▶ _PROBLEM TO SOLVE_: Render the lines of the listing below, between the line holding "like [(460, 38)]." and the line holding "[(393, 124)]", inclusive, as a Markdown table with a Row column numbering each line and a Line column giving its text. Leave out blank lines.

--- TASK MATERIAL ---

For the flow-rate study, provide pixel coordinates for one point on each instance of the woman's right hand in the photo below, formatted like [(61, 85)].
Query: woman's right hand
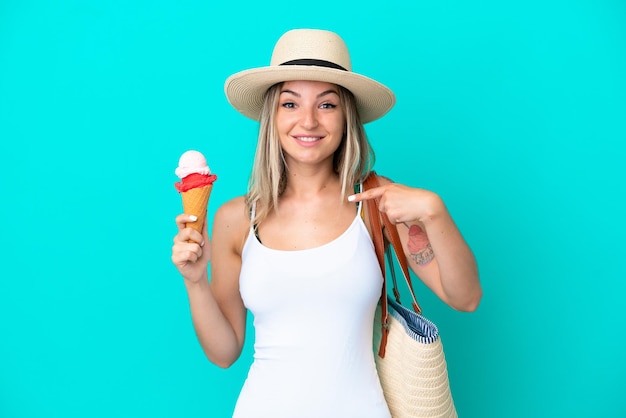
[(191, 252)]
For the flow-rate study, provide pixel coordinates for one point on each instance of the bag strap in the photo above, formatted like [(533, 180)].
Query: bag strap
[(379, 246)]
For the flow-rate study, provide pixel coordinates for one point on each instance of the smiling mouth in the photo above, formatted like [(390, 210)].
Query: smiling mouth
[(308, 138)]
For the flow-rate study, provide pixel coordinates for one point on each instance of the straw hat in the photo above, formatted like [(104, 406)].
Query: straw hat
[(308, 54)]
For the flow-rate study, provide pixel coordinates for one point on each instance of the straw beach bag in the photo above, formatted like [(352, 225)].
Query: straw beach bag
[(410, 362)]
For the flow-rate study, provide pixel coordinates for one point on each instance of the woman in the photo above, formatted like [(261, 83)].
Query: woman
[(297, 251)]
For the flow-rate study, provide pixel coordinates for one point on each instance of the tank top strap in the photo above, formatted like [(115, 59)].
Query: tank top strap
[(253, 210)]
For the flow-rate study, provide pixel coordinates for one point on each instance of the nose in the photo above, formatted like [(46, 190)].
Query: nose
[(309, 118)]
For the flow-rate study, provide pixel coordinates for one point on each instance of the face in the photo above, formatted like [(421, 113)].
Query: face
[(310, 122)]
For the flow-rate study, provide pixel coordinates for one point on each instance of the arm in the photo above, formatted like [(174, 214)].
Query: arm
[(218, 313), (435, 248)]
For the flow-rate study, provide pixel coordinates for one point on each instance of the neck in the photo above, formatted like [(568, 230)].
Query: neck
[(311, 183)]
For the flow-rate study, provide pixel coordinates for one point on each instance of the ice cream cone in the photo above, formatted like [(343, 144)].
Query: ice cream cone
[(195, 202)]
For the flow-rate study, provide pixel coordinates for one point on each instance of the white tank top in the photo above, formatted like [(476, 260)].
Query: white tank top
[(313, 318)]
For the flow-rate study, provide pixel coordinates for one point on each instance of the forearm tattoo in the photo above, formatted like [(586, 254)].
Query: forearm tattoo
[(420, 249)]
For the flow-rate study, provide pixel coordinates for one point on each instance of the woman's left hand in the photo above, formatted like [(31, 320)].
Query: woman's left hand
[(403, 204)]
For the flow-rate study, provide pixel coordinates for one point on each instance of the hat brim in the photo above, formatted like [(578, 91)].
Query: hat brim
[(245, 89)]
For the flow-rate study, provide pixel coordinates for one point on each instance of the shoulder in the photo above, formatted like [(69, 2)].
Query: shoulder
[(233, 210), (231, 223), (383, 180)]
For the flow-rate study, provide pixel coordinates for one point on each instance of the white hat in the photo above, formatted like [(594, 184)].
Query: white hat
[(308, 54)]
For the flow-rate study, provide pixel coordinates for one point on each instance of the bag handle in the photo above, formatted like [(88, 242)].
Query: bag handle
[(379, 246)]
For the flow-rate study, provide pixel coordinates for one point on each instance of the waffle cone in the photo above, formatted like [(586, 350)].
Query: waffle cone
[(195, 202)]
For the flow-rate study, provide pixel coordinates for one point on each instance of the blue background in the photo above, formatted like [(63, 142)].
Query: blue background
[(514, 112)]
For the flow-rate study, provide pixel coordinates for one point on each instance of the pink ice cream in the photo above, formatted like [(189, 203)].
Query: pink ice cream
[(193, 171)]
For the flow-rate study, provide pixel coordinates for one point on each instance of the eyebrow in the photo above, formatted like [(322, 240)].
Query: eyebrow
[(322, 94)]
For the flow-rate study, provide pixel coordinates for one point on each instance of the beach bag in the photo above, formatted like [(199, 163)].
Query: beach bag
[(410, 361)]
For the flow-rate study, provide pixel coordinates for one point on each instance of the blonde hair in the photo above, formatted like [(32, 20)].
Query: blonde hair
[(352, 161)]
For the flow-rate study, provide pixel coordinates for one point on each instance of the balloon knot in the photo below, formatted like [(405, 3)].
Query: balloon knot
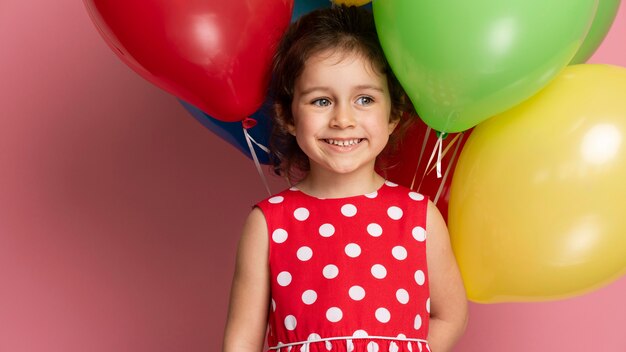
[(248, 122)]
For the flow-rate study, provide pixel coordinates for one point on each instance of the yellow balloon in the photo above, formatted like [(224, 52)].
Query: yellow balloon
[(351, 2), (537, 206)]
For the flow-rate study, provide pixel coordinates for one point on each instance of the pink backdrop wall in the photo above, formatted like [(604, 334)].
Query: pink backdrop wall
[(119, 213)]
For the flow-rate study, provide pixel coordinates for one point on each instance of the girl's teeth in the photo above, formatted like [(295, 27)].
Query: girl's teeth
[(343, 143)]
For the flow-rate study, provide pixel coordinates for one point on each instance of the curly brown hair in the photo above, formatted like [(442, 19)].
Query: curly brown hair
[(342, 29)]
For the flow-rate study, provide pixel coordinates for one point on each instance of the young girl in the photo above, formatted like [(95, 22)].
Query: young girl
[(340, 262)]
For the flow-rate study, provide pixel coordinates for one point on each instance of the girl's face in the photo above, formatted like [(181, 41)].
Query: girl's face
[(341, 109)]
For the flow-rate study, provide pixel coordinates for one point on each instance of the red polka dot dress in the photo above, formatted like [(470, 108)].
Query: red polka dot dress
[(348, 274)]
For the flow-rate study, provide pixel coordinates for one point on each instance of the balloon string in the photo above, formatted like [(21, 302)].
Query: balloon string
[(439, 156), (420, 159), (445, 175), (436, 151), (445, 151), (249, 140)]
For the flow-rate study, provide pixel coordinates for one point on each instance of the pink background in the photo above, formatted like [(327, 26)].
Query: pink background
[(119, 213)]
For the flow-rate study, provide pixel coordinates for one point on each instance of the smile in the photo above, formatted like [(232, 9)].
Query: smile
[(344, 142)]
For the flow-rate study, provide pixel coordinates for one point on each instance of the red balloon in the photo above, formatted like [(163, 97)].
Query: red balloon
[(410, 167), (214, 54)]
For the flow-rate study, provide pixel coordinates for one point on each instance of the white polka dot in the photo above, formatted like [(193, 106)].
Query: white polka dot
[(276, 200), (314, 337), (304, 253), (357, 293), (372, 195), (309, 297), (416, 196), (353, 250), (420, 277), (334, 314), (418, 322), (393, 347), (301, 214), (394, 213), (399, 252), (290, 322), (374, 230), (379, 271), (372, 347), (279, 235), (348, 210), (383, 315), (327, 230), (402, 296), (350, 347), (284, 278), (330, 271), (419, 233), (360, 334)]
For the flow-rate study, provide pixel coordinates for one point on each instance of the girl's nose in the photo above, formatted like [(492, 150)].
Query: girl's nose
[(343, 117)]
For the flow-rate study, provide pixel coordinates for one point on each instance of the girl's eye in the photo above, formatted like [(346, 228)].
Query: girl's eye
[(364, 100), (321, 102)]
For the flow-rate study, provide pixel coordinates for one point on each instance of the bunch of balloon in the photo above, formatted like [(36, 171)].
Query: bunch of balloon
[(232, 132), (538, 196), (215, 55)]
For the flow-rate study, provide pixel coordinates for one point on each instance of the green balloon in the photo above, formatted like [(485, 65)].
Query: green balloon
[(462, 62), (607, 10)]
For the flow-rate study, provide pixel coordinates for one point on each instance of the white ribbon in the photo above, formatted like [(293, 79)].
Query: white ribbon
[(251, 140)]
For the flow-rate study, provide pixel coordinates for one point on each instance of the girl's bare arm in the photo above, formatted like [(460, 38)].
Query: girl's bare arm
[(250, 292), (448, 302)]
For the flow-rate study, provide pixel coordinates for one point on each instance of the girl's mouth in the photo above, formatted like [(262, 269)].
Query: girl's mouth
[(344, 142)]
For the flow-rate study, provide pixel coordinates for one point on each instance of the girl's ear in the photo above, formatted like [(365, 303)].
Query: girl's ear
[(393, 124)]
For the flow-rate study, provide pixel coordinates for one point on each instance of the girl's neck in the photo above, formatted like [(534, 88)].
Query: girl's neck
[(331, 185)]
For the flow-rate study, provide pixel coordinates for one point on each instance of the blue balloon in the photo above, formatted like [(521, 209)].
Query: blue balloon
[(232, 132), (302, 7)]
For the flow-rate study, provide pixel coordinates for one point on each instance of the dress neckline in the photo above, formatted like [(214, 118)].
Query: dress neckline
[(373, 194)]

---

▶ _SOLVED PROBLEM_:
| Row | Line |
|---|---|
| 1 | For the flow-rate study, provide pixel coordinates for one point on each instance of the girl's bare arm in the photo above, formatted like [(460, 38)]. |
| 2 | Query: girl's bare arm |
| 3 | [(250, 292), (448, 302)] |
| 4 | For the flow-rate study, provide pixel coordinates for one point on each instance of the girl's mouth in the photo above, formatted like [(262, 269)]. |
| 5 | Query: girl's mouth |
| 6 | [(344, 142)] |
| 7 | For the flow-rate study, provide pixel coordinates for one point on each instance of the girl's ear in the photo above, formatted like [(365, 303)]. |
| 8 | Query: girl's ear |
| 9 | [(393, 124)] |